Task objective: Could you continue the article below on setting financial priorities, starting right after its last sentence?

Text extract:

4 Steps for Determining Your Financial Responsibilities

3 min to read

Too often, we spend money without thinking about whether or not the purchase is in line with our values or our goals. For many of us, buying something “just happens.” We have the money, and we spend it without really thinking about its impact beyond the momentary pleasure it brings.

However, in the long-term the habit of spending without thinking can impact your ability to reach your important goals. I had a wake-up call one day when I looked around and realized that all of my thoughtless purchases over the course of a few years added up to enough to go on a European vacation. I also calculated how much more I would have had in my retirement account if I had invested the money instead of spending it.

One of the best ways to avoid this type of regret is to determine your financial priorities, and then use those priorities to guide your spending decisions. Here’s how to figure out your financial priorities:

1. Identify Your Core Values

The first step is to ask yourself what you value. In your heart, what’s most important to you? Look for your core values — the things that you cherish. Be honest about what matters to you. Is it family? Faith? Helping others? Status? A desire for new experiences?

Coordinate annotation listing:
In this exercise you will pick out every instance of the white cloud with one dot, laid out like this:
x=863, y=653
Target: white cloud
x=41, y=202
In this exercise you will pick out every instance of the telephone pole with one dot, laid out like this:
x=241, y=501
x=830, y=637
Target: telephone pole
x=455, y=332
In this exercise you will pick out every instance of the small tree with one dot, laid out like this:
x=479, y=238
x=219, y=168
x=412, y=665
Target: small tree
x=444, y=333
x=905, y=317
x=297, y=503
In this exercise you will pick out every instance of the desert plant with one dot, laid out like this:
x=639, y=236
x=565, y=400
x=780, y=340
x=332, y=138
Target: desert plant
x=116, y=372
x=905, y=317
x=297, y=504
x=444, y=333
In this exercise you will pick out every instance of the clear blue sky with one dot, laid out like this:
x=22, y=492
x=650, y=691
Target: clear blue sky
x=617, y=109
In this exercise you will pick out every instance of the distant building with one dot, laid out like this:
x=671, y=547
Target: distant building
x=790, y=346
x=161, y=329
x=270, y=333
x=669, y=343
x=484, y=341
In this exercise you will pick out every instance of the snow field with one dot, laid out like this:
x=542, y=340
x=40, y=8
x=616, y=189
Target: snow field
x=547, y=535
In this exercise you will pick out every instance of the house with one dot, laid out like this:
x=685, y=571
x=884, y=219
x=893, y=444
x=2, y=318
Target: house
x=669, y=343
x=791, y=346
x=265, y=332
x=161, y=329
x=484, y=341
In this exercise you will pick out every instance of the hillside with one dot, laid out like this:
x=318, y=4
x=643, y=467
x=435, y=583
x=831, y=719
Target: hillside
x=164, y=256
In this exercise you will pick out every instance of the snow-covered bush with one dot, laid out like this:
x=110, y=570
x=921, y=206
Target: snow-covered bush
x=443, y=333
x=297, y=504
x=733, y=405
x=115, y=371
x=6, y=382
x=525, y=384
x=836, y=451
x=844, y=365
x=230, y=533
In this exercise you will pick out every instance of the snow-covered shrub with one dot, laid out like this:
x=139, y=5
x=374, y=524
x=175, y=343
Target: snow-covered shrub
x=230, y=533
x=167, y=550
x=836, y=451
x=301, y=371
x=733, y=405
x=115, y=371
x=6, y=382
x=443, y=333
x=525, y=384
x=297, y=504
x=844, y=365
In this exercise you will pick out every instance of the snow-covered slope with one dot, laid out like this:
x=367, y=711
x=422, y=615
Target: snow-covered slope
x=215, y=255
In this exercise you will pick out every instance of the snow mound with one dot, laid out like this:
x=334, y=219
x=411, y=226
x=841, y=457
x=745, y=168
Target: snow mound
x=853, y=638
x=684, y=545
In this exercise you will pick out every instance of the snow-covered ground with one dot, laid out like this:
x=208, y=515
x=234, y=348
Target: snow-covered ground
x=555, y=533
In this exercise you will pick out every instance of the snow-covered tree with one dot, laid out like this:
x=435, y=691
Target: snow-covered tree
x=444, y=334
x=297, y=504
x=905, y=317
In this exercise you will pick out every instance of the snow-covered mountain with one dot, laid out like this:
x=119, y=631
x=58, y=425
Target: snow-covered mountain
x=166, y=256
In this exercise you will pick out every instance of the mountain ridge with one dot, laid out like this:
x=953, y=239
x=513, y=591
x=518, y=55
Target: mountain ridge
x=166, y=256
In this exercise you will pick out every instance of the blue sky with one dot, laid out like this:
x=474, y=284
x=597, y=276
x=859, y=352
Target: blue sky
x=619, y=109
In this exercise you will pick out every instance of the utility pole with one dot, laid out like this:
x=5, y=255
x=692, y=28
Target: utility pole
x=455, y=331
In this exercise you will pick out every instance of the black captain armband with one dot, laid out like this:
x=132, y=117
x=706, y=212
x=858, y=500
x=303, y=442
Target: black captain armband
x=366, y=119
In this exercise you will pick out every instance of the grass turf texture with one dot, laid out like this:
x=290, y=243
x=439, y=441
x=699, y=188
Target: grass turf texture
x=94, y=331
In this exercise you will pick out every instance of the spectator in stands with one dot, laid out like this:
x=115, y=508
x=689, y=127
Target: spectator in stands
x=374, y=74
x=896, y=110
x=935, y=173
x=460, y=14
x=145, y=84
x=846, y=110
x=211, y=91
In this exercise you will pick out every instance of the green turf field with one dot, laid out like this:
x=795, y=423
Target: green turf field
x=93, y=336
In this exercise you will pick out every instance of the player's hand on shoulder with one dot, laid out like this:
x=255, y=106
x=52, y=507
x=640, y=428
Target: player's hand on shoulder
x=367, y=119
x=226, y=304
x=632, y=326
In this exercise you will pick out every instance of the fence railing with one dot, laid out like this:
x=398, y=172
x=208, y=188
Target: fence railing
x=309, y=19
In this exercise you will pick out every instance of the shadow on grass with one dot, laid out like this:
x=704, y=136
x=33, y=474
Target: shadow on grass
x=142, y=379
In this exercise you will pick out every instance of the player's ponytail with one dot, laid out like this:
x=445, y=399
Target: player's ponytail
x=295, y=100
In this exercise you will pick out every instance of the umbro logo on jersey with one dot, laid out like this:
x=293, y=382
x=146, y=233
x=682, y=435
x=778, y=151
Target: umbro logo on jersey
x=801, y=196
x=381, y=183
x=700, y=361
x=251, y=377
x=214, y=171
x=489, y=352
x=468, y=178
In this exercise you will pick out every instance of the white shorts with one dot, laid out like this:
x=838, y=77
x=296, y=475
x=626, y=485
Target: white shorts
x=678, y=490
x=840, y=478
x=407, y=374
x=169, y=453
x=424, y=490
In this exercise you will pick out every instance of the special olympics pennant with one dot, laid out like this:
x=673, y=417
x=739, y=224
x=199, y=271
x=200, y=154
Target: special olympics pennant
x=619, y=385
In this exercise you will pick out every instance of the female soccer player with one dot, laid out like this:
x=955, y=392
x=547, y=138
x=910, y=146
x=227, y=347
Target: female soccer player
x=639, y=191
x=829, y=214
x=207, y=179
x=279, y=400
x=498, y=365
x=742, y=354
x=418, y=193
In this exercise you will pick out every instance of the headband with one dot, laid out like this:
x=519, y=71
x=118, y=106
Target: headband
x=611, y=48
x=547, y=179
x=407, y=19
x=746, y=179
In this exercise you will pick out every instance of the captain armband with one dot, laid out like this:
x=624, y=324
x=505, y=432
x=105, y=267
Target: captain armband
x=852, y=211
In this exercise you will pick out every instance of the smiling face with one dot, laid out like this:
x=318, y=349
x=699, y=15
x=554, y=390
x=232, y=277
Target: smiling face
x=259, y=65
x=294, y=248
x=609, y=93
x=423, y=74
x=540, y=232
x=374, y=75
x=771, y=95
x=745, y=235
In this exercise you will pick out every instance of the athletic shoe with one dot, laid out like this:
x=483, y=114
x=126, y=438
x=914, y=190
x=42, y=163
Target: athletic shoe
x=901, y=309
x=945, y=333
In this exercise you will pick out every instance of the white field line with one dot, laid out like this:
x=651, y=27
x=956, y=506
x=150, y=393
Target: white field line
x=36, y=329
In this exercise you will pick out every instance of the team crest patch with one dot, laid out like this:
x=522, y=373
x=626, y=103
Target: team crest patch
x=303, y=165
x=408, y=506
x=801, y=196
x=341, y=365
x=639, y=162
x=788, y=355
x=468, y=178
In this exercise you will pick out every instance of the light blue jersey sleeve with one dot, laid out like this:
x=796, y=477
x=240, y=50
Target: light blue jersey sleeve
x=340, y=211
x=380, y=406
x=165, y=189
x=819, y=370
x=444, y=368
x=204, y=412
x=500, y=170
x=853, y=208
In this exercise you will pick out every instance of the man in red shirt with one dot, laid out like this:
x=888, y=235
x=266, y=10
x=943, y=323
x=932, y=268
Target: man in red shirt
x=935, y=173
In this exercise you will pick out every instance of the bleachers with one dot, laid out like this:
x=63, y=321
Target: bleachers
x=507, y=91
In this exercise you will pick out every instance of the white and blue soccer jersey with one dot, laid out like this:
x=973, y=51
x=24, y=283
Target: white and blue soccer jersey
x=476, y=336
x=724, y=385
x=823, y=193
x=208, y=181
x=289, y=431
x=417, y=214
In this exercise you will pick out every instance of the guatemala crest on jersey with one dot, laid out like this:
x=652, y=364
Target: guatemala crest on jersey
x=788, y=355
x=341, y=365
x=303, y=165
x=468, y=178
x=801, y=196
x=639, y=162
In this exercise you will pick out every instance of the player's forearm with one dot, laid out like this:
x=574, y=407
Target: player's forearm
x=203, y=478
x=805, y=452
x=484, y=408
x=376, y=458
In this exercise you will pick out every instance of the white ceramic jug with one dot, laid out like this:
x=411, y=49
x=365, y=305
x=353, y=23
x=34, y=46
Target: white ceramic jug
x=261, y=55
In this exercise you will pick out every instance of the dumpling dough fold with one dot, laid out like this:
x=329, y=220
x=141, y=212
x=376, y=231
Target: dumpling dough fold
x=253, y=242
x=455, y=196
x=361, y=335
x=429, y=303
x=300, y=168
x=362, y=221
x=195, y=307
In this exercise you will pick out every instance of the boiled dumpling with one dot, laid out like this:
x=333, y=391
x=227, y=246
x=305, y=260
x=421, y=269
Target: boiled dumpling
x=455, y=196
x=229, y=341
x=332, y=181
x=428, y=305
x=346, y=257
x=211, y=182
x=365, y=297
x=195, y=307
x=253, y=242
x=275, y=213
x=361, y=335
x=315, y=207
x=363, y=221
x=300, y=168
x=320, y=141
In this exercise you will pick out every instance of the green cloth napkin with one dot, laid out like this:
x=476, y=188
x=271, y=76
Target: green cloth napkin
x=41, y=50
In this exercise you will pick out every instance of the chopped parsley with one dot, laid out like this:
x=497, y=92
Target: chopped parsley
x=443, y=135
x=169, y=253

Answer for this exercise:
Really think about what matters in your life. There are no “wrong” answers. The idea is to get to know yourself so you understand what you should be spending your money on. Be real with yourself, and honestly evaluate what makes you “tick.” Once you know what matters in your life, you can start setting goals.

2. Figure Out What Activities or Things Match Your Values

Now that you understand your core values, it’s time to determine which activities and/or things match your values. If you like helping people, then it makes sense that activities that match your values include donating to charity, and volunteering your time with causes and organizations you believe in. If you enjoy spending time with your family, and those relationships are most important, then it might mean that you cut back on the time you spend with your friends, or at work.

Start cutting out activities in your life that don’t match your values, and stop buying things that don’t reflect what matters to you. Slowly start bringing what you do in line with your values.

3. Identify What it Takes, Resource-Wise, to Participate

Next, you need to figure out what resources you need in order to participate in your preferred activities or buy the things that matter to you. If status is important to you, and you want to buy a large home to reflect your status, you need to figure out how much money it takes in terms of a down payment, as well as a monthly mortgage payment.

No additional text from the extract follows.